## YOUR OBJECTIVE
Reproduce the data below verbatim, starting at its very beginning and ending at the line that contains "point(249, 31)", with that line included. Leave the pictures out of your answer.

————————

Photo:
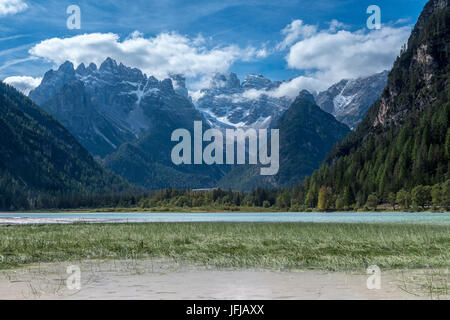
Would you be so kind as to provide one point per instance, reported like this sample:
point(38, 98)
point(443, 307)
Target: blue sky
point(249, 31)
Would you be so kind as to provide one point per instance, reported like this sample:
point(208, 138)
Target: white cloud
point(294, 31)
point(159, 56)
point(329, 57)
point(23, 83)
point(12, 7)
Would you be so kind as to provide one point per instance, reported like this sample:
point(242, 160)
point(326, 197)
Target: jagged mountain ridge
point(307, 133)
point(228, 103)
point(107, 106)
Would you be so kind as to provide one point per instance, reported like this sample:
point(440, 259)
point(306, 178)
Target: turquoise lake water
point(327, 217)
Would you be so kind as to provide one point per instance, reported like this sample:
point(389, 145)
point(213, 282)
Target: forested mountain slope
point(404, 140)
point(40, 160)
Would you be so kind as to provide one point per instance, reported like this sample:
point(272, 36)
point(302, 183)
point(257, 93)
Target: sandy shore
point(168, 280)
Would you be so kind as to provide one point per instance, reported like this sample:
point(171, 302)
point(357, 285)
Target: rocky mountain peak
point(305, 96)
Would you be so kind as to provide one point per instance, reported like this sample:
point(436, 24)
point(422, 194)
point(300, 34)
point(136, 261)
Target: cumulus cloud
point(23, 83)
point(294, 31)
point(330, 57)
point(8, 7)
point(159, 56)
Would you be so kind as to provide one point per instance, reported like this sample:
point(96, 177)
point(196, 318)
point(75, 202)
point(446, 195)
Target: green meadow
point(276, 246)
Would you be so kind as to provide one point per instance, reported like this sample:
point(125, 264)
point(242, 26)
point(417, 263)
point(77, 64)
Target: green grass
point(240, 245)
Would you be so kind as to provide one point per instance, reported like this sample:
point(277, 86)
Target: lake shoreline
point(164, 279)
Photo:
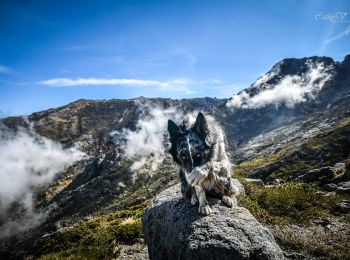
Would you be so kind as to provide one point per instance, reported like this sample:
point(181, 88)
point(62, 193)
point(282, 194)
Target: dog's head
point(188, 145)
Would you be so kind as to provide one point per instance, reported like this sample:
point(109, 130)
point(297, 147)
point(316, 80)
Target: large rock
point(173, 229)
point(343, 188)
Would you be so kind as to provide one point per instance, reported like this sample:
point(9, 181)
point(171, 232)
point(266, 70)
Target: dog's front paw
point(204, 210)
point(230, 201)
point(194, 199)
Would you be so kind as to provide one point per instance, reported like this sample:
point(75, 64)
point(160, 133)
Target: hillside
point(293, 119)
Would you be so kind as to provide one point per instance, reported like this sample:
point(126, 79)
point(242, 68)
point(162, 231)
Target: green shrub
point(96, 238)
point(287, 203)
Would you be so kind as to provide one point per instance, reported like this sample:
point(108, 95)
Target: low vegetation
point(97, 238)
point(290, 203)
point(301, 218)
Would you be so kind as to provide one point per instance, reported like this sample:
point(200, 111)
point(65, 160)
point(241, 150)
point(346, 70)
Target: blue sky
point(54, 52)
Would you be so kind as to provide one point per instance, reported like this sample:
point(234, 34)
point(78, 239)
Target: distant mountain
point(294, 100)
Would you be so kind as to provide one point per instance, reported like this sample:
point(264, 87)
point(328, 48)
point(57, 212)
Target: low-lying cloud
point(28, 161)
point(290, 90)
point(146, 145)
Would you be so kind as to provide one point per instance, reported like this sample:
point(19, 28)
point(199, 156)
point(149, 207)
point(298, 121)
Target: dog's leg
point(198, 174)
point(228, 190)
point(194, 198)
point(186, 189)
point(204, 207)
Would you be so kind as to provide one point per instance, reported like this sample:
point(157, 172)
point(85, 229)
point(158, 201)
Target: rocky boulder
point(343, 188)
point(173, 229)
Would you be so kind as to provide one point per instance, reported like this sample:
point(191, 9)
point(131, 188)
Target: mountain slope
point(268, 134)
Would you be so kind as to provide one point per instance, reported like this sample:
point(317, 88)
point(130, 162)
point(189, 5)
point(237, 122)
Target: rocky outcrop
point(174, 230)
point(324, 173)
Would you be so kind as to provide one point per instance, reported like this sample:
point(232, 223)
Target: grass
point(328, 147)
point(97, 238)
point(287, 210)
point(290, 203)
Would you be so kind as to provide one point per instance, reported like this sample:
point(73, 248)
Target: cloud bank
point(146, 146)
point(290, 90)
point(28, 161)
point(178, 85)
point(338, 36)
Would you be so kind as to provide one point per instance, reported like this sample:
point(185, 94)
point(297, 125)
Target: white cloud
point(146, 145)
point(290, 90)
point(187, 55)
point(177, 85)
point(28, 161)
point(338, 36)
point(5, 69)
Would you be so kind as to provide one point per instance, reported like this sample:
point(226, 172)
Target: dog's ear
point(174, 130)
point(201, 126)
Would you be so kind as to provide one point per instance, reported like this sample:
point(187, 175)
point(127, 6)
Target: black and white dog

————————

## THE SOLUTION
Photo:
Would you be so kind as to provide one point per instance, reported like this sample:
point(38, 98)
point(443, 307)
Target: blue sky
point(249, 31)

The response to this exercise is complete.